TASK OBJECTIVE – From the first line to the last, give the data again exactly.

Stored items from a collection
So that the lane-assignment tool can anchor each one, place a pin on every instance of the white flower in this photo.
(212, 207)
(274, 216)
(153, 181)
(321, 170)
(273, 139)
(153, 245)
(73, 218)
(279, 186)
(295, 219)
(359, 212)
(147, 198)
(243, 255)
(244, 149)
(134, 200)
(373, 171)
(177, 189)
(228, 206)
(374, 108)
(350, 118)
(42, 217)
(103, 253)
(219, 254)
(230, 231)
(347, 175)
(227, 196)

RESPONSE BELOW –
So that the lane-assignment tool can anchor each one, place a pin on every instance of the white flower in this photo.
(212, 207)
(274, 216)
(153, 181)
(321, 170)
(273, 139)
(153, 245)
(73, 218)
(279, 186)
(295, 219)
(359, 212)
(147, 198)
(243, 255)
(244, 149)
(134, 200)
(373, 171)
(177, 189)
(228, 206)
(374, 108)
(350, 118)
(42, 217)
(103, 253)
(219, 254)
(230, 231)
(347, 175)
(227, 196)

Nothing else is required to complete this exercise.